◆ Exercise description ◆
Every line below between the line holding "positive clicks: (240, 122) (199, 163)" and the line holding "227L578 196L533 218L497", inclusive, should be repeated exactly, and all other lines omitted.

◆ Supplied material ◆
········
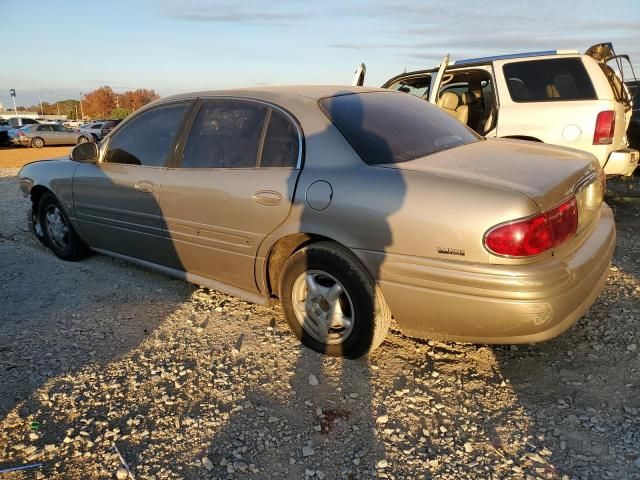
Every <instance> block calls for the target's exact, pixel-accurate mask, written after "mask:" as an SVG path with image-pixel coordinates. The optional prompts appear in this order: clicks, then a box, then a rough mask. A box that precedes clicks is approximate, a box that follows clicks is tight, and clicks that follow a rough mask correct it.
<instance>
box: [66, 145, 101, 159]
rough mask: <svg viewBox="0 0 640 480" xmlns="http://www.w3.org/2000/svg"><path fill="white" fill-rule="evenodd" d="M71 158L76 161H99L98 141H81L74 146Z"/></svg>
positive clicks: (70, 155) (71, 152) (69, 155)
mask: <svg viewBox="0 0 640 480" xmlns="http://www.w3.org/2000/svg"><path fill="white" fill-rule="evenodd" d="M69 158H70V159H71V160H73V161H74V162H83V163H96V162H97V161H98V145H97V144H96V142H85V143H79V144H78V145H76V146H75V147H73V150H71V153H70V154H69Z"/></svg>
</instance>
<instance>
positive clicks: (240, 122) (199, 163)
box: [181, 100, 268, 168]
mask: <svg viewBox="0 0 640 480" xmlns="http://www.w3.org/2000/svg"><path fill="white" fill-rule="evenodd" d="M267 111H268V107H267V106H266V105H262V104H259V103H256V102H247V101H242V100H211V101H207V102H205V103H204V104H203V105H202V107H201V108H200V111H199V112H198V115H197V116H196V119H195V121H194V122H193V126H192V127H191V131H190V132H189V138H188V139H187V144H186V145H185V148H184V153H183V155H182V163H181V167H183V168H255V167H256V165H257V162H258V149H259V146H260V139H261V136H262V129H263V127H264V122H265V119H266V115H267Z"/></svg>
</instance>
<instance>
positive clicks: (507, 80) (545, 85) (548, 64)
mask: <svg viewBox="0 0 640 480" xmlns="http://www.w3.org/2000/svg"><path fill="white" fill-rule="evenodd" d="M502 71H503V73H504V77H505V79H506V81H507V87H508V88H509V94H510V95H511V99H512V100H513V101H514V102H554V101H566V100H595V99H596V98H597V97H596V92H595V90H594V89H593V85H592V84H591V80H590V79H589V75H588V73H587V71H586V69H585V68H584V65H583V63H582V60H580V59H579V58H554V59H548V60H528V61H526V62H513V63H507V64H506V65H504V66H503V67H502Z"/></svg>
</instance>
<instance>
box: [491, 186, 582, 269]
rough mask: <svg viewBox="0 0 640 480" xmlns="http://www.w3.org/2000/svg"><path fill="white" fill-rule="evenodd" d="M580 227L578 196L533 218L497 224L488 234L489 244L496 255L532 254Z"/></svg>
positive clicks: (543, 248)
mask: <svg viewBox="0 0 640 480" xmlns="http://www.w3.org/2000/svg"><path fill="white" fill-rule="evenodd" d="M577 229H578V207H577V202H576V199H575V197H571V198H570V199H569V200H567V201H566V202H564V203H562V204H561V205H560V206H558V207H556V208H554V209H552V210H549V211H548V212H545V213H541V214H540V215H536V216H535V217H532V218H527V219H524V220H516V221H514V222H510V223H507V224H502V225H497V226H495V227H493V228H492V229H490V230H489V232H488V233H487V234H486V235H485V238H484V244H485V247H486V248H487V249H488V250H489V251H490V252H492V253H495V254H496V255H503V256H509V257H531V256H533V255H538V254H540V253H543V252H546V251H547V250H550V249H551V248H553V247H557V246H558V245H560V244H561V243H563V242H565V241H566V240H568V239H569V238H571V237H572V236H573V235H574V234H575V233H576V231H577Z"/></svg>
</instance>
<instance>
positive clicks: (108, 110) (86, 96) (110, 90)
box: [18, 85, 160, 120]
mask: <svg viewBox="0 0 640 480" xmlns="http://www.w3.org/2000/svg"><path fill="white" fill-rule="evenodd" d="M158 98H160V95H158V94H157V93H156V92H155V91H154V90H152V89H147V88H139V89H137V90H128V91H126V92H124V93H115V92H114V91H113V90H112V89H111V87H108V86H106V85H105V86H104V87H100V88H98V89H97V90H94V91H93V92H90V93H87V94H86V95H83V97H82V105H80V101H79V100H72V99H68V100H60V101H58V102H55V103H49V102H42V105H40V104H38V105H32V106H30V107H18V111H36V112H42V114H43V115H67V118H69V119H72V120H77V119H78V118H80V117H81V115H82V113H84V116H85V118H92V119H95V118H99V119H121V118H124V117H126V116H127V115H129V114H130V113H133V112H135V111H136V110H137V109H139V108H140V107H142V106H143V105H146V104H147V103H149V102H152V101H153V100H156V99H158Z"/></svg>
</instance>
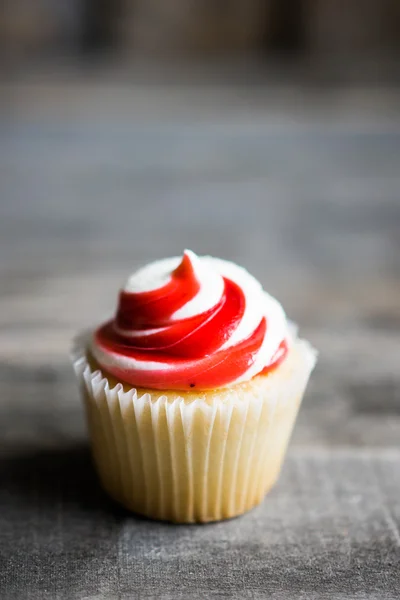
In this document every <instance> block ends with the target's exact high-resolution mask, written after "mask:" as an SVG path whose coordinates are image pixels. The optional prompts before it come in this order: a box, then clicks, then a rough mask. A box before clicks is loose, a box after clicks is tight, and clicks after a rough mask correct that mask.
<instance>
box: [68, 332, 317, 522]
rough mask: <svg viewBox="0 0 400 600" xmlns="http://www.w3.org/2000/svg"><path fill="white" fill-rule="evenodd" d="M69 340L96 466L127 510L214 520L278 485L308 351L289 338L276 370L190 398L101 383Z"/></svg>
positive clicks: (309, 350) (84, 355)
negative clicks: (237, 384)
mask: <svg viewBox="0 0 400 600" xmlns="http://www.w3.org/2000/svg"><path fill="white" fill-rule="evenodd" d="M88 335H90V334H88V333H85V334H83V335H82V336H80V337H79V338H77V340H76V343H75V346H74V351H73V356H72V358H73V364H74V369H75V373H76V375H77V378H78V381H79V383H80V387H81V390H82V394H83V398H84V401H85V406H86V414H87V421H88V428H89V434H90V439H91V445H92V453H93V457H94V461H95V464H96V467H97V471H98V473H99V476H100V479H101V482H102V484H103V486H104V488H105V489H106V490H107V492H108V493H109V494H110V495H111V496H112V497H113V498H115V499H116V500H117V501H118V502H120V503H122V504H123V505H125V506H126V507H127V508H129V509H130V510H132V511H134V512H136V513H140V514H142V515H145V516H147V517H150V518H156V519H163V520H169V521H176V522H196V521H198V522H205V521H214V520H219V519H224V518H229V517H233V516H236V515H239V514H241V513H243V512H245V511H246V510H249V509H250V508H252V507H253V506H255V505H257V504H258V503H259V502H260V501H261V500H262V499H263V497H264V495H265V493H266V492H267V491H268V490H269V488H270V487H271V486H272V485H273V484H274V482H275V481H276V479H277V477H278V474H279V471H280V467H281V464H282V460H283V457H284V454H285V450H286V446H287V443H288V440H289V437H290V433H291V430H292V427H293V424H294V421H295V418H296V414H297V411H298V408H299V405H300V402H301V398H302V395H303V392H304V388H305V386H306V384H307V380H308V377H309V375H310V372H311V370H312V368H313V367H314V364H315V359H316V354H315V351H314V350H313V349H312V348H311V346H309V344H308V343H307V342H304V341H302V340H296V341H295V342H294V345H293V348H292V349H291V350H290V352H289V356H288V358H287V359H286V360H285V361H284V362H283V363H282V365H281V366H280V367H279V368H278V369H276V371H274V372H272V373H270V374H269V375H267V376H262V375H261V376H257V377H255V378H254V379H253V380H251V381H250V382H246V384H238V385H236V386H232V387H231V388H226V389H221V390H214V391H209V392H203V393H199V394H198V395H195V394H194V393H192V392H190V393H189V392H172V391H166V392H165V393H161V392H160V391H159V390H151V391H146V390H141V389H138V390H136V389H129V387H127V386H125V387H124V386H123V385H122V384H121V383H115V382H114V380H113V379H112V378H111V377H104V376H103V374H102V372H101V371H100V370H96V369H94V368H93V367H92V366H91V364H90V362H89V360H88V357H87V347H88Z"/></svg>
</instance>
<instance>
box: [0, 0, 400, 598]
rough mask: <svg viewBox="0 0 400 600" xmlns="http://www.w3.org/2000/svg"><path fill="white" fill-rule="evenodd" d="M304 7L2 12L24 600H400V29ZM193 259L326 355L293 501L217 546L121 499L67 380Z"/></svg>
mask: <svg viewBox="0 0 400 600" xmlns="http://www.w3.org/2000/svg"><path fill="white" fill-rule="evenodd" d="M279 4H280V3H277V2H276V1H275V2H274V1H272V0H271V1H269V2H264V3H261V2H256V1H255V0H254V1H252V2H248V3H245V2H240V1H239V0H237V1H236V2H226V3H220V4H218V7H217V6H216V4H215V3H211V2H192V3H190V8H189V7H188V5H187V3H184V2H181V1H179V0H175V1H174V2H173V3H171V4H170V5H168V9H167V8H166V6H165V5H164V4H163V3H162V2H160V1H157V0H153V1H152V2H151V3H150V2H149V3H144V2H135V3H129V2H127V1H126V0H124V1H122V0H121V1H120V2H118V3H111V2H109V3H107V2H105V1H103V2H79V1H78V0H75V1H74V2H71V3H68V4H67V3H62V2H57V1H55V0H54V1H50V0H48V1H46V2H45V1H44V0H40V1H38V2H36V3H33V2H32V3H31V2H28V0H19V1H18V2H8V3H4V4H3V6H2V11H3V12H2V13H1V20H0V25H1V27H0V40H1V44H2V48H3V50H4V53H3V57H4V60H3V65H4V69H3V75H2V78H1V81H0V87H1V90H0V98H1V115H0V117H1V120H0V136H1V161H0V186H1V199H0V382H1V389H2V392H1V396H0V456H1V461H0V482H2V485H0V506H1V511H0V532H1V534H2V535H0V562H1V565H0V566H1V567H2V568H0V590H1V592H4V593H3V594H2V597H5V598H8V597H10V598H11V597H16V598H22V597H27V593H28V592H27V590H29V593H30V596H29V597H32V598H40V599H42V598H107V599H108V598H115V597H119V598H131V597H135V598H156V597H157V598H163V599H165V600H166V599H170V598H171V599H172V598H174V599H175V598H182V599H183V598H185V599H186V598H191V599H194V598H212V597H218V598H253V599H254V598H256V599H258V598H265V597H268V598H277V599H281V598H282V599H283V598H285V599H286V598H292V597H296V598H306V599H307V600H308V599H309V598H325V597H326V598H340V599H341V600H344V598H346V599H349V598H357V599H360V598H362V599H364V598H368V599H375V598H379V599H383V598H384V599H392V598H398V597H399V595H398V590H399V588H400V577H399V569H400V566H399V560H400V550H399V549H400V535H399V527H400V505H399V497H400V476H399V471H400V451H399V439H400V392H399V390H400V372H399V368H398V365H399V357H400V199H399V189H400V90H399V86H398V82H399V71H398V64H399V60H398V59H399V39H400V36H399V14H400V11H399V7H398V3H397V2H393V1H389V0H385V1H384V2H379V1H378V0H377V1H375V2H374V1H372V0H371V1H370V2H365V3H361V2H359V1H356V0H352V1H350V2H346V3H344V2H340V3H335V4H334V5H333V3H329V2H327V1H323V0H320V1H318V2H315V3H308V2H299V3H298V4H296V5H294V4H293V5H292V4H291V3H288V2H282V6H279ZM67 9H68V10H67ZM186 247H189V248H191V249H193V250H194V251H195V252H197V253H199V254H212V255H215V256H220V257H223V258H226V259H229V260H233V261H236V262H238V263H240V264H242V265H243V266H245V267H247V268H248V269H249V270H250V271H251V272H252V273H253V274H254V275H255V276H256V277H258V278H259V279H260V281H261V282H262V283H263V285H264V286H265V288H266V289H267V290H268V291H270V292H271V293H272V294H274V295H276V296H277V297H278V298H279V299H280V300H281V302H282V304H283V305H284V307H285V308H286V310H287V313H288V315H289V316H290V317H291V318H292V319H293V320H295V321H296V322H298V323H299V324H300V330H301V333H302V334H303V335H304V336H305V337H307V338H308V339H310V340H311V342H312V343H313V344H314V345H315V346H316V347H317V348H318V350H319V351H320V359H319V362H318V365H317V368H316V371H315V373H314V375H313V377H312V380H311V383H310V386H309V389H308V392H307V395H306V398H305V400H304V404H303V407H302V410H301V413H300V416H299V420H298V423H297V426H296V429H295V432H294V436H293V439H292V443H291V447H290V451H289V457H288V461H287V464H286V466H285V469H284V472H283V474H282V478H281V481H280V483H279V484H278V486H277V488H276V490H274V491H273V492H272V493H271V495H270V497H268V498H267V500H266V501H265V503H264V505H263V506H262V507H260V508H259V509H257V510H256V511H253V512H252V513H250V514H249V515H247V516H246V517H243V519H241V520H236V521H231V522H228V523H223V524H220V525H216V526H214V527H207V528H203V529H202V528H185V527H183V528H168V527H166V526H162V525H159V524H155V523H147V522H142V521H138V520H136V519H135V518H134V517H130V516H128V515H126V514H125V513H123V514H122V513H121V512H118V510H117V509H116V508H115V507H113V506H110V505H109V504H108V503H107V501H106V500H105V499H104V497H103V496H102V494H101V492H100V491H99V489H98V487H97V484H96V480H95V478H94V476H93V472H92V468H91V466H90V461H89V457H88V451H87V446H86V434H85V427H84V419H83V414H82V409H81V404H80V401H79V397H78V393H77V389H76V386H75V383H74V381H73V376H72V372H71V369H70V367H69V363H68V351H69V347H70V340H71V338H72V336H73V335H74V333H75V332H76V331H78V330H79V329H81V328H82V327H87V326H89V325H91V324H95V323H98V322H99V321H100V320H101V319H103V318H106V317H108V316H109V315H110V314H111V313H112V312H113V310H114V308H115V301H116V294H117V291H118V288H119V286H120V285H121V284H122V283H123V281H124V279H125V278H126V277H127V276H128V275H129V274H130V273H131V272H132V271H133V270H134V269H136V268H137V267H138V266H140V265H142V264H144V263H146V262H148V261H150V260H152V259H156V258H160V257H164V256H169V255H176V254H179V253H180V252H182V250H183V249H184V248H186ZM1 538H2V539H1ZM210 557H212V560H210ZM243 557H246V560H245V561H244V559H243Z"/></svg>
········
◆ Answer box ◆
positive clicks: (240, 122) (199, 163)
box: [181, 100, 268, 168]
mask: <svg viewBox="0 0 640 480" xmlns="http://www.w3.org/2000/svg"><path fill="white" fill-rule="evenodd" d="M267 111H268V107H267V106H266V105H262V104H259V103H256V102H247V101H242V100H211V101H207V102H205V103H204V104H203V105H202V107H201V108H200V111H199V112H198V115H197V116H196V119H195V121H194V122H193V126H192V127H191V131H190V132H189V138H188V139H187V144H186V145H185V148H184V153H183V155H182V163H181V167H183V168H255V167H256V165H257V162H258V149H259V146H260V139H261V136H262V129H263V127H264V122H265V119H266V115H267Z"/></svg>
</instance>
<instance>
positive clicks: (507, 80) (545, 85) (548, 64)
mask: <svg viewBox="0 0 640 480" xmlns="http://www.w3.org/2000/svg"><path fill="white" fill-rule="evenodd" d="M502 71H503V73H504V77H505V79H506V81H507V87H508V88H509V94H510V95H511V99H512V100H513V101H514V102H554V101H566V100H595V99H596V98H597V97H596V92H595V90H594V89H593V85H592V84H591V80H590V79H589V75H588V73H587V71H586V69H585V68H584V65H583V63H582V60H580V59H579V58H554V59H548V60H528V61H526V62H513V63H507V64H506V65H504V66H503V67H502Z"/></svg>
</instance>
<instance>
box: [491, 186, 582, 269]
rough mask: <svg viewBox="0 0 640 480" xmlns="http://www.w3.org/2000/svg"><path fill="white" fill-rule="evenodd" d="M580 227L578 196L533 218L497 224L488 234L489 244L496 255L532 254Z"/></svg>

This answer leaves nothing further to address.